--- EXERCISE INPUT ---

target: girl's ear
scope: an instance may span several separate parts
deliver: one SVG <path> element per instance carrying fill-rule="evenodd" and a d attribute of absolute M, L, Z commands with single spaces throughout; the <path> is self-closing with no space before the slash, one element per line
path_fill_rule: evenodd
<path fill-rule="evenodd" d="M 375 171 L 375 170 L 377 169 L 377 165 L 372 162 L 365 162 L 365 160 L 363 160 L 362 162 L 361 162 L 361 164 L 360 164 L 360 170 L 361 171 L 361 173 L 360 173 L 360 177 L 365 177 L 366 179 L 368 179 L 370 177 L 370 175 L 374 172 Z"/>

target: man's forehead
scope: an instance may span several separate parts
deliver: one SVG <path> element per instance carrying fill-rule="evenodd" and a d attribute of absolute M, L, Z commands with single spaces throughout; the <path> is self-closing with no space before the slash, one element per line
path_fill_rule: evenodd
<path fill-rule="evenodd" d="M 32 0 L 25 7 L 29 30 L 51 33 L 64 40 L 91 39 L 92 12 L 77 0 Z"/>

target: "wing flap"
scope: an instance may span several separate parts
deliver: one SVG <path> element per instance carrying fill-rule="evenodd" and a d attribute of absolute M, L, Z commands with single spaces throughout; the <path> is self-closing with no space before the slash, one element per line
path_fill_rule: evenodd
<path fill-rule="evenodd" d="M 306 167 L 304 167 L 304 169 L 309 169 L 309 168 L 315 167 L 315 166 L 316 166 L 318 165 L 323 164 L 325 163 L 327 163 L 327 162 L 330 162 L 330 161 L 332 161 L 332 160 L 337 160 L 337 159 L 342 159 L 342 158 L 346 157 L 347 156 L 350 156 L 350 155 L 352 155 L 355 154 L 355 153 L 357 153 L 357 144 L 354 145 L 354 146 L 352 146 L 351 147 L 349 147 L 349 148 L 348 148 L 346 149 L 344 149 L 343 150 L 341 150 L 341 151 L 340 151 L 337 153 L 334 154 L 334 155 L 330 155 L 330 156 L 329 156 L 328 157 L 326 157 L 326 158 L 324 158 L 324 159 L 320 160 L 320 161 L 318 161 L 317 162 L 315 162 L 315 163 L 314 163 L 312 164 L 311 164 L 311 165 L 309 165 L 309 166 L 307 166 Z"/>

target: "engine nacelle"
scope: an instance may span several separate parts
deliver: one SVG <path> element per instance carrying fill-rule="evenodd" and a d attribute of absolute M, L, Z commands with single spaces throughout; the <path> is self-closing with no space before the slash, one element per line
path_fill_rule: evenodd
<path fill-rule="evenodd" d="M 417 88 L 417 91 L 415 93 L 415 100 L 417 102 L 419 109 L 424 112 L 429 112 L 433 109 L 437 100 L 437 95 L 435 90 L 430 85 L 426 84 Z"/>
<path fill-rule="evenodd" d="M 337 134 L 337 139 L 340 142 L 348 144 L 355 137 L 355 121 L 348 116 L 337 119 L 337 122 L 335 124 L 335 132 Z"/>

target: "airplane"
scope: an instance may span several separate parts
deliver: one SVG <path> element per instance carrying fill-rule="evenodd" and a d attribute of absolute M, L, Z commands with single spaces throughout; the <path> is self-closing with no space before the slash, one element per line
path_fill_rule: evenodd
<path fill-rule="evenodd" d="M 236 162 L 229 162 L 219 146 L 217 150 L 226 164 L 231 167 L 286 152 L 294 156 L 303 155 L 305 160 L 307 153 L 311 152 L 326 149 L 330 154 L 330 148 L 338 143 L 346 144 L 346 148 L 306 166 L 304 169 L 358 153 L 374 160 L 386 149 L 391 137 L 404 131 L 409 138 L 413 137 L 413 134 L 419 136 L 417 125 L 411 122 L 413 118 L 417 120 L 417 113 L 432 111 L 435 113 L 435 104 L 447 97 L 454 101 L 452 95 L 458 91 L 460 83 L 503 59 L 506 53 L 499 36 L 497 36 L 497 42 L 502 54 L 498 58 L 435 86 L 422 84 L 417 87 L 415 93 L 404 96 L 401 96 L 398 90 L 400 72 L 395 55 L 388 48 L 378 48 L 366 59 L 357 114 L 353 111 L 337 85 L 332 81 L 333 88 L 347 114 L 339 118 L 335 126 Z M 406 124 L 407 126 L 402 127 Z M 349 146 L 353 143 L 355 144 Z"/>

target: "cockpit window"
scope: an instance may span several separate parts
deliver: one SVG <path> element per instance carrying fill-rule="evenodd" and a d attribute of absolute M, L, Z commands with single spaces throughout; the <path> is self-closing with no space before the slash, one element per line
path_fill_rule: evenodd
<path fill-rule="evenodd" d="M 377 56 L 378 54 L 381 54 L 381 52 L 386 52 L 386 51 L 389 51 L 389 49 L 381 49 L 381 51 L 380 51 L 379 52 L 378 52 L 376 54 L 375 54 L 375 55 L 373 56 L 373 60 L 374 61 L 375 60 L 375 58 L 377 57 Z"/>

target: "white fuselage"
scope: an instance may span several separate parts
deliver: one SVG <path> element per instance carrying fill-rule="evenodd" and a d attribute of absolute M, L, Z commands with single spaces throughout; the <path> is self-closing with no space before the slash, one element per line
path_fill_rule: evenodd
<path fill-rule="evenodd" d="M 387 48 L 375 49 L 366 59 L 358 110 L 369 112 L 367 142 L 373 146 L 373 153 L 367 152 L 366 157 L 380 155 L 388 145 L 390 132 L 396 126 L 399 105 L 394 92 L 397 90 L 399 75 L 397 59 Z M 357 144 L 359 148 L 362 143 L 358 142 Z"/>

---

#### [WHAT THE EXERCISE ASKS]
List every line in the entries above that contains the word "target", matching case exactly.

#### [RESPONSE BELOW]
target: girl's ear
target: man's forehead
target: "wing flap"
target: "engine nacelle"
target: "airplane"
target: "cockpit window"
target: "white fuselage"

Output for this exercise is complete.